## SUPPLIED PASSAGE
(a) Find Wronskian $W(y_1,y_2)(x)$ of a fundamental set of solutions $y_1(x)$, $y_2(x)$ for ODE
$$(x^{2}+1)y''-2xy'+2y=0.$$
Dividing but sides by $(x^{2}+1)$, we get
$$L[y]=y''-\frac{2x}{(x^{2}+1)}y'+\frac{2}{(x^{2}+1)}y=0,$$
where $p(x)=\frac{2x}{(x^{2}+1)}$, and $q(t)=\frac{2}{(x^{2}+1)}$.
By Abel's Theorem,
$$\begin{align}W(y_1,y_2)(x)&=c\exp(\int-{p(x)dx})\\&=c\exp(\int\frac{2x}{(x^{2}+1)}dx)\\&=ce^{\ln(x^{2}+1)}\\&=c(x^{2}+1).\end{align}$$
Let $c=1 \Rightarrow W(y_1,y_2)(x)=x^{2}+1$.
b) Check that $y_1(x)=x$ is a solution and find another linearly independent solution.

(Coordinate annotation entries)
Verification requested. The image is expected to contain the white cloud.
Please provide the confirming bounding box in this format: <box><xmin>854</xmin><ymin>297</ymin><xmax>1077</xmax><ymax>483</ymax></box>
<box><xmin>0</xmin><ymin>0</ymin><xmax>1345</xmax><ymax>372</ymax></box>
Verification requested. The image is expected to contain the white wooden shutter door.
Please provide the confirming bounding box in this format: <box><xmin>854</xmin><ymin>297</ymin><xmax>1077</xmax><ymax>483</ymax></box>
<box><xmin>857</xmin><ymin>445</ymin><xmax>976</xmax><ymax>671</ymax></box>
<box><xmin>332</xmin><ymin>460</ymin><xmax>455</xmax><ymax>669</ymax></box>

--

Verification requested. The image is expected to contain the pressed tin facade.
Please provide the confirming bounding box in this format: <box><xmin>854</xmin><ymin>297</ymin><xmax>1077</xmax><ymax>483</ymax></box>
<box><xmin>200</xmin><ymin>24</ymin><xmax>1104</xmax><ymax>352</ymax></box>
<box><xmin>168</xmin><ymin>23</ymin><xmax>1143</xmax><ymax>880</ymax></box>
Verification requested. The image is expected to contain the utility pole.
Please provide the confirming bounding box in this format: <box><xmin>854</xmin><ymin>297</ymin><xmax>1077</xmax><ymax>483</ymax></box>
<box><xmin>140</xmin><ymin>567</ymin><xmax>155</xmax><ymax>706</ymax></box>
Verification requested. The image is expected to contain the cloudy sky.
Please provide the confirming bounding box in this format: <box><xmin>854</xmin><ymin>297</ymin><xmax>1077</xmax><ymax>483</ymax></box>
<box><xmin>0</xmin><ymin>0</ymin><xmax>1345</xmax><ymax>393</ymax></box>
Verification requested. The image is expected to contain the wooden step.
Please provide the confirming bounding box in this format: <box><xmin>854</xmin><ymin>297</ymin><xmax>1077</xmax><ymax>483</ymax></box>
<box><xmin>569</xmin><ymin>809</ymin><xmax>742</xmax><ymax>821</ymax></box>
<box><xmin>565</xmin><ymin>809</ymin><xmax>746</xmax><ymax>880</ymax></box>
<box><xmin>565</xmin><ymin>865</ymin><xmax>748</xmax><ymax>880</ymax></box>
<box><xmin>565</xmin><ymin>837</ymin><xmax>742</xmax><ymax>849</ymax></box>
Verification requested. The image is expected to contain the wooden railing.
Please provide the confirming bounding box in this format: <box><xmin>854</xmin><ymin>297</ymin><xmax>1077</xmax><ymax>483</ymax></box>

## WRITTEN REQUEST A
In the Wronskian exercise, set down the passage from "(a) Find Wronskian" up to and including "linearly independent solution.", word for word.
## WRITTEN REQUEST B
Which function does part (b) of the Wronskian exercise ask to be checked as a solution?
## WRITTEN REQUEST C
In the Wronskian exercise, list every expression that the Wronskian $W(y_1,y_2)(x)$ is set equal to in the chain of equalities following "By Abel's Theorem".

## WORKED SOLUTION A
(a) Find Wronskian $W(y_1,y_2)(x)$ of a fundamental set of solutions $y_1(x)$, $y_2(x)$ for ODE
$$(x^{2}+1)y''-2xy'+2y=0.$$
Dividing but sides by $(x^{2}+1)$, we get
$$L[y]=y''-\frac{2x}{(x^{2}+1)}y'+\frac{2}{(x^{2}+1)}y=0,$$
where $p(x)=\frac{2x}{(x^{2}+1)}$, and $q(t)=\frac{2}{(x^{2}+1)}$.
By Abel's Theorem,
$$\begin{align}W(y_1,y_2)(x)&=c\exp(\int-{p(x)dx})\\&=c\exp(\int\frac{2x}{(x^{2}+1)}dx)\\&=ce^{\ln(x^{2}+1)}\\&=c(x^{2}+1).\end{align}$$
Let $c=1 \Rightarrow W(y_1,y_2)(x)=x^{2}+1$.
b) Check that $y_1(x)=x$ is a solution and find another linearly independent solution.

## WORKED SOLUTION B
$y_1(x)=x$

## WORKED SOLUTION C
$c\exp(\int-{p(x)dx})$
$c\exp(\int\frac{2x}{(x^{2}+1)}dx)$
$ce^{\ln(x^{2}+1)}$
$c(x^{2}+1)$